======== Listed entries ========

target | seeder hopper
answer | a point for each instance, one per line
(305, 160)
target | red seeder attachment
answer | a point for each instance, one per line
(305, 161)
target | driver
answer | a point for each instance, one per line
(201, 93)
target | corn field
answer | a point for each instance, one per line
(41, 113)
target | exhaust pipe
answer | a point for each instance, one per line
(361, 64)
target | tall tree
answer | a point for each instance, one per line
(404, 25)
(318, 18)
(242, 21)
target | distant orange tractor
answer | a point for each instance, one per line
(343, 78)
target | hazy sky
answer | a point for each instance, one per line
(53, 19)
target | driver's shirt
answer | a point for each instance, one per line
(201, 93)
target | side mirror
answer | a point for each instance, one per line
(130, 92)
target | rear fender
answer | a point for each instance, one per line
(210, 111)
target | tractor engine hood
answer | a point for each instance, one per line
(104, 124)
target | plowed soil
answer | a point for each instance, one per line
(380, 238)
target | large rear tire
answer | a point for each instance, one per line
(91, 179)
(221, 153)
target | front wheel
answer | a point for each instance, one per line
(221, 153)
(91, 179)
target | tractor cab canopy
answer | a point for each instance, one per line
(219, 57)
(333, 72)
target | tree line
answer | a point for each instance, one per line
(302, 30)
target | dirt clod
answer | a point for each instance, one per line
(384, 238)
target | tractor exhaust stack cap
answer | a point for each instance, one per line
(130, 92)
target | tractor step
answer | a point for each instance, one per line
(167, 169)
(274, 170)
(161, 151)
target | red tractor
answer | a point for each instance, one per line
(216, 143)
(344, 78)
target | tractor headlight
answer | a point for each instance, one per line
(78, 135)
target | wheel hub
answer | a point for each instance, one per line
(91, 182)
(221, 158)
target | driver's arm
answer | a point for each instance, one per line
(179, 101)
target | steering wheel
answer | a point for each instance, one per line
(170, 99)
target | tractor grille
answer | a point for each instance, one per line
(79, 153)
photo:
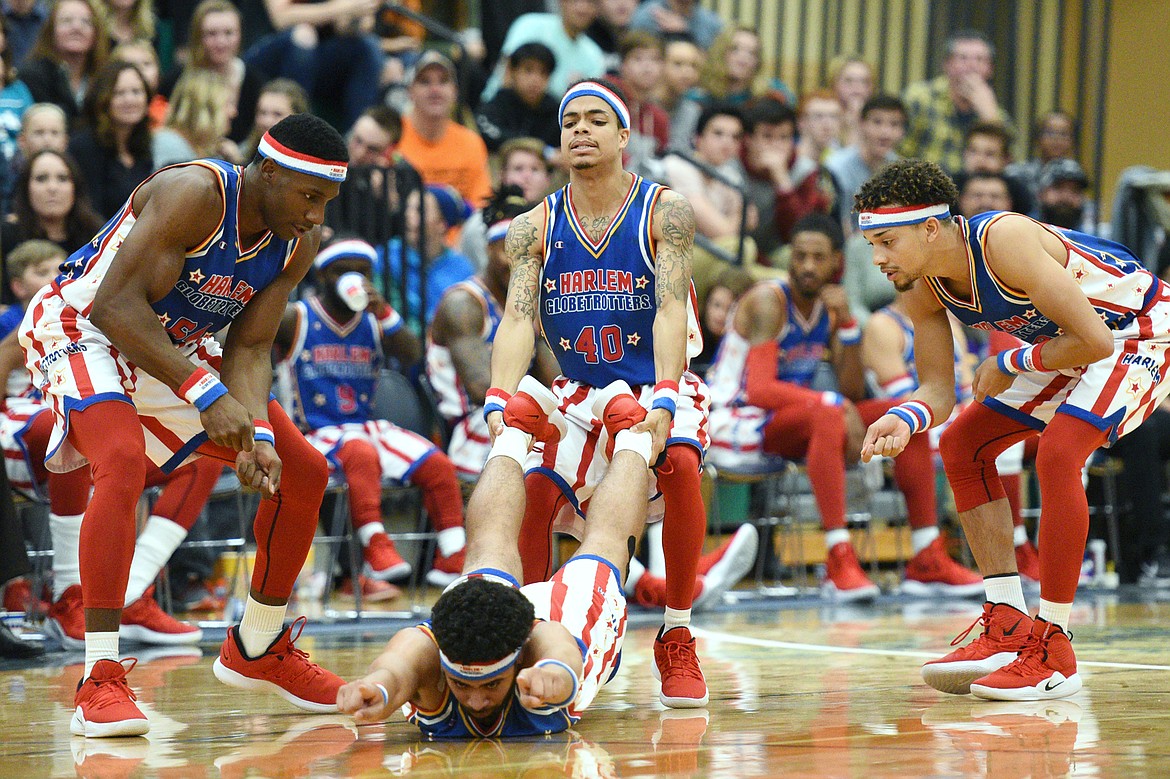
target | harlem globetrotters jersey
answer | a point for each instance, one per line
(597, 298)
(1113, 280)
(332, 366)
(218, 278)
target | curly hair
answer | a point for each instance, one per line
(907, 183)
(481, 621)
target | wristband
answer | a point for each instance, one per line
(495, 400)
(572, 674)
(263, 432)
(914, 413)
(201, 390)
(848, 332)
(666, 395)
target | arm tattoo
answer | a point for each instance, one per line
(523, 249)
(676, 223)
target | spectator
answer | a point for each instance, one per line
(524, 109)
(577, 55)
(445, 211)
(942, 110)
(197, 125)
(679, 16)
(25, 19)
(277, 98)
(50, 202)
(1064, 199)
(327, 48)
(70, 49)
(114, 147)
(681, 66)
(852, 80)
(880, 130)
(215, 46)
(522, 164)
(440, 149)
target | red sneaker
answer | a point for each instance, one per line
(446, 570)
(1044, 669)
(1005, 631)
(931, 572)
(282, 669)
(845, 576)
(383, 560)
(104, 703)
(67, 619)
(1027, 562)
(372, 590)
(144, 621)
(649, 591)
(676, 666)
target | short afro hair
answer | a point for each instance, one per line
(481, 621)
(907, 183)
(309, 135)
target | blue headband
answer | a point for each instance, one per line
(597, 90)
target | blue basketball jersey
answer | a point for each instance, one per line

========

What this task involves:
Only lines that contain "jersey" are needed, so copy each of them from the data.

Solution to this task:
target | harlem globetrotters jersey
target | blue basketball jersey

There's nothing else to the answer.